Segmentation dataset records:
>> START

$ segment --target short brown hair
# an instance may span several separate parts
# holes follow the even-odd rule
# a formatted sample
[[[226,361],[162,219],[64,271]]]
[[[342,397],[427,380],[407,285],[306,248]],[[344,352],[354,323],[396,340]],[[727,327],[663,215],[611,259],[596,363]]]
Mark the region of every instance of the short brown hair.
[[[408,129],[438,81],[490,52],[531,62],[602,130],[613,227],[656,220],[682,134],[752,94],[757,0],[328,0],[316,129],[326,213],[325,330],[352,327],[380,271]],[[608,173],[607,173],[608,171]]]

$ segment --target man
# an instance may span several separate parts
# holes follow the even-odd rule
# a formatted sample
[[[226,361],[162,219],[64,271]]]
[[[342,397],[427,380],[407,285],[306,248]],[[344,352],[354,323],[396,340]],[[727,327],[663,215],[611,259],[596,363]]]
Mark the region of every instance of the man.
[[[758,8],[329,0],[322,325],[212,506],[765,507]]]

>> END

Task statement
Output every line of the records as a JSON list of strings, one string per line, with blank lines omitted.

Solution for this task
[
  "$ segment --target short brown hair",
  "# an instance may span several separate parts",
  "# holes follow the even-odd rule",
  "# a formatted sample",
  "[[[226,361],[162,219],[64,271]]]",
  "[[[342,397],[427,380],[407,285],[306,248]],[[344,352],[354,323],[396,340]],[[727,327],[663,215],[611,259],[596,363]]]",
  "Mark the region of every instance of the short brown hair.",
  "[[[408,129],[438,81],[490,52],[531,62],[602,130],[613,227],[656,220],[682,134],[752,94],[757,0],[328,0],[316,129],[326,213],[325,330],[352,327],[380,271]],[[608,173],[607,173],[608,171]]]",
  "$ segment --target man",
  "# an instance may span several separate parts",
  "# holes follow the even-odd rule",
  "# a formatted sample",
  "[[[226,361],[162,219],[64,271]]]",
  "[[[342,397],[427,380],[407,285],[306,248]],[[344,352],[354,323],[396,340]],[[727,327],[663,215],[611,259],[596,363]]]",
  "Mark the region of every instance of the man.",
  "[[[758,8],[329,0],[322,325],[212,506],[765,507]]]"
]